Article

Pendant plusieurs années, vous avez mené deux carrières en parallèle, en français et en anglais. Mais cela fait longtemps que vous privilégiez le français. Pourquoi donc?

Quand je travaillais sur les deux tableaux, je travaillais avec une maison de disques et un gérant qui m’avait convaincu que c’était intéressant, et j’avais accepté.
Depuis, je me suis aperçu que j’avais été un peu poussé à le faire, et que je n’avais plus envie de faire ça. Je n’ai aucun regret. Le métier en anglais, c’est la même chose, mais en pire: il y a plus de monde, plus de compétition, on joue plus dur. Disons que je n’y trouvais pas la
sérénité que je trouve à travailler en français.

Publicité

En 40 ans de carrière, vous avez signé votre part de classiques. C’est quoi, une bonne chanson, et à quoi ça sert?

Pour moi, une bonne chanson doit faire vivre trois ou quatre minutes d’émotion, d’intensité; ça doit donner un petit «plus» dans notre vie. C’est comme la cuisine, que j’aime aussi beaucoup: c’est un petit plaisir. Comme dans la cuisine, où l’on peut rester trois heures à préparer quelque chose qu’on va manger en 10 minutes, on passe beaucoup de temps à faire une chanson qui sera passée en trois minutes… La chanson, c’est une forme d’expression qui chatouille l’âme. Ça change selon l’âge qu’on a. Quand j’avais 16-17 ans, je vivais un émerveillement constant au contact des chansons que je découvrais, et que je n’ai jamais connues après, quand j’ai commencé à comprendre comment une chanson était faite et quels en étaient les mécanismes. J’aime autant les chansons, mais (cette connaissance) me rend beaucoup plus exigeant.

Êtes-vous de l’avis de Brassens qui disait que «la chanson, c’est de la poésie à la portée de toutes les bourses», ou voyez-vous une différence entre les deux formes d’expression?

Pour moi, la poésie, c’est vaste: c’est une vision de la vie, une façon d’aborder l’existence qui se cristallise dans les poèmes tout comme dans les chansons. Prenez le poète Gaston Miron [Lavoie a participé à l’enregistrement des deux albums Douze hommes rapaillés chantent Gaston Miron]. Vous lisez d’abord le texte, puis vous écoutez la chanson: c’est autre chose, parce que la musique apporte quelque chose en plus.

Mais toutes les chansons ne sont pas de la poésie. Il y a énormément de chansons qui sont faites pour être rythmiques et mélodieuses, mais c’est du fast food, c’est fait pour être consommé, c’est une autre façon d’aborder la chose. Je n’ai rien contre le fast food, ça peut être très intéressant de temps en temps. J’ai essayé quelques fois dans ma vie de faire du hamburger musical. Mais faire une bonne «chanson hamburger», ça n’est pas évident!

Brel affirmait préférer la tendresse à l’amour, tandis que Richard Desjardins se moque de ceux qui «ont vendu l’amour bandé pour de la tendresse». Où vous situez-vous dans le spectre?

Liste fournie

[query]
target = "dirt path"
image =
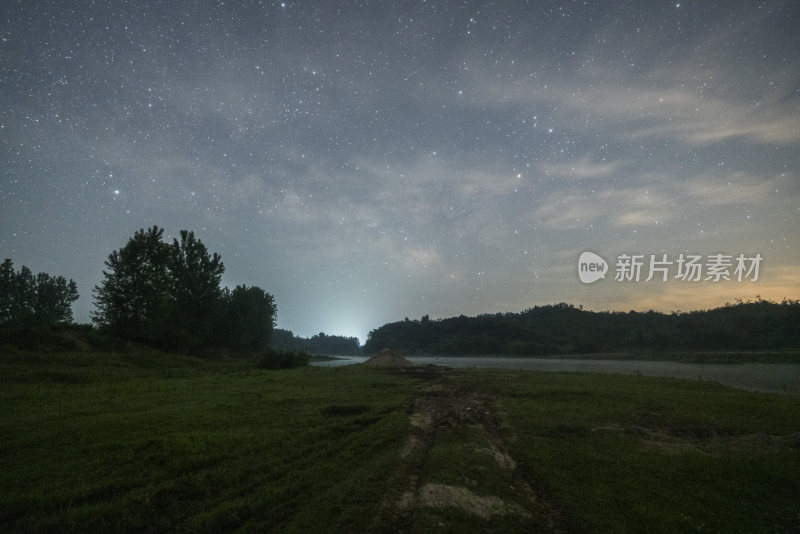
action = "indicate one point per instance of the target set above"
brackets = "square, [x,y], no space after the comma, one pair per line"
[439,406]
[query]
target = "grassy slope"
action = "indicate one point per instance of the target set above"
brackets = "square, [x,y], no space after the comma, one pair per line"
[150,442]
[191,447]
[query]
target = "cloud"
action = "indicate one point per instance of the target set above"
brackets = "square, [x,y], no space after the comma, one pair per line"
[583,167]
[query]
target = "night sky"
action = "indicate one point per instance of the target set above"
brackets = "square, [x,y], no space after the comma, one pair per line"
[370,161]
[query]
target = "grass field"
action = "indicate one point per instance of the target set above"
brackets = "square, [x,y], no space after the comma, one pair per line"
[144,441]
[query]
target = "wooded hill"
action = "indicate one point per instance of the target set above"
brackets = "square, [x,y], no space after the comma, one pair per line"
[564,329]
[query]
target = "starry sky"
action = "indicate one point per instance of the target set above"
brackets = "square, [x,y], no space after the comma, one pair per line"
[370,161]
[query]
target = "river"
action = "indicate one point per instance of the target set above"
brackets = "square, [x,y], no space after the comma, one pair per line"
[764,377]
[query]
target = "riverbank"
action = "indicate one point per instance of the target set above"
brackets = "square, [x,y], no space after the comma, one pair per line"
[200,445]
[781,378]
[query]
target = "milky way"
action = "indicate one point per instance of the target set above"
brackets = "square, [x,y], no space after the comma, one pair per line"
[366,162]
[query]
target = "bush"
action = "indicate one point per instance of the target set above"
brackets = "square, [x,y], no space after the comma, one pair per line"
[282,359]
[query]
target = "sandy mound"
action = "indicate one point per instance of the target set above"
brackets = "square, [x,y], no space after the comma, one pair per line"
[388,358]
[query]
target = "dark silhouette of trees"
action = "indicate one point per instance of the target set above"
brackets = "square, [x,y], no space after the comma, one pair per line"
[250,318]
[133,299]
[317,344]
[27,300]
[169,296]
[565,329]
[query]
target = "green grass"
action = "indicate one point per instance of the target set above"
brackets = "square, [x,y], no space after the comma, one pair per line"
[192,446]
[148,442]
[634,454]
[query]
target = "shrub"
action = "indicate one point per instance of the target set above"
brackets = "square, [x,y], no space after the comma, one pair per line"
[280,359]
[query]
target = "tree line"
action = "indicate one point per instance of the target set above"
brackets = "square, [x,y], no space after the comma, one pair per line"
[317,344]
[166,295]
[27,300]
[564,329]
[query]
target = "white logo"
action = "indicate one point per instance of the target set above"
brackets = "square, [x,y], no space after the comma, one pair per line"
[591,267]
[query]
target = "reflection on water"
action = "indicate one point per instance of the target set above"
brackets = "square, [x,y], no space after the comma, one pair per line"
[766,377]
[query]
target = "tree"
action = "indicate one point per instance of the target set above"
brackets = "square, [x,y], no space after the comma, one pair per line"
[250,318]
[26,299]
[195,291]
[132,298]
[54,298]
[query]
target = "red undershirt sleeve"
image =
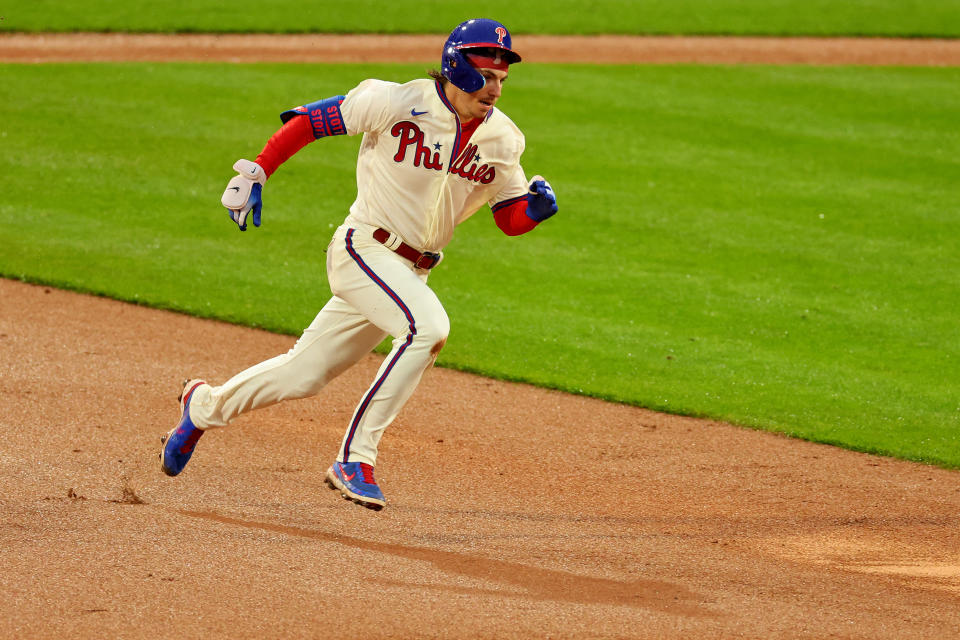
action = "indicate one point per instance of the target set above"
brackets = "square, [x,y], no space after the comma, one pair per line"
[512,217]
[289,139]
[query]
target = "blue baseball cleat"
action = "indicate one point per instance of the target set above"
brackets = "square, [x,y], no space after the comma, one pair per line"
[179,443]
[355,482]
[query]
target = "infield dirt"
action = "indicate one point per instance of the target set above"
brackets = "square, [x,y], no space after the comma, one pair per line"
[513,511]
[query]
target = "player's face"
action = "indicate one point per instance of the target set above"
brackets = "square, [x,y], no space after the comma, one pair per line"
[478,104]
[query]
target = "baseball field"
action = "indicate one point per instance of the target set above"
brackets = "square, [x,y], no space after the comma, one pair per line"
[743,252]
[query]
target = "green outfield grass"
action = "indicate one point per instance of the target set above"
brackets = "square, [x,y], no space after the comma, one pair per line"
[774,246]
[919,18]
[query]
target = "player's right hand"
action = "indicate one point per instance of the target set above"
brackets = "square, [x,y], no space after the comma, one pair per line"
[541,201]
[243,193]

Exercices
A – Extrayez de la liste chaque ligne qui contient la chaîne « green ».
B – Poursuivez, s'il vous plaît, l'entretien sur la chanson en reprenant juste après sa dernière phrase.

Réponses rédigées
A –
target = "green grass"
target = "green outfield grass"

B –
La tendresse est plus facile à vivre que l’amour. Mais ça, ça dépend aussi de ce qu’on veut dire par “amour”: c’est large comme le monde. Mais je dirais que je prône davantage la tendresse que l’amour. C’est une approche à laquelle je m’identifie, comme le docteur Tendresse de mon dernier disque. J’espère qu’on est tous le docteur Tendresse de quelqu’un!

Pour votre passage à Toronto, vous serez seul en scène, avec votre piano. À quoi peut s’attendre le public?

Publicité

Mon spectacle, je le vois un peu comme un conte. C’est 40 années de chansons présentées de façon cohérente, avec la poésie qui occupe une partie importante. Ça semble marcher, puisque les gens embarquent avec moi. Ça me ramène à mes origines: j’ai commencé en solo, puis j’ai joué avec des musiciens, et maintenant je reviens à l’intimisme, en me donnant comme défi de ramener une chanson à sa plus simple expression.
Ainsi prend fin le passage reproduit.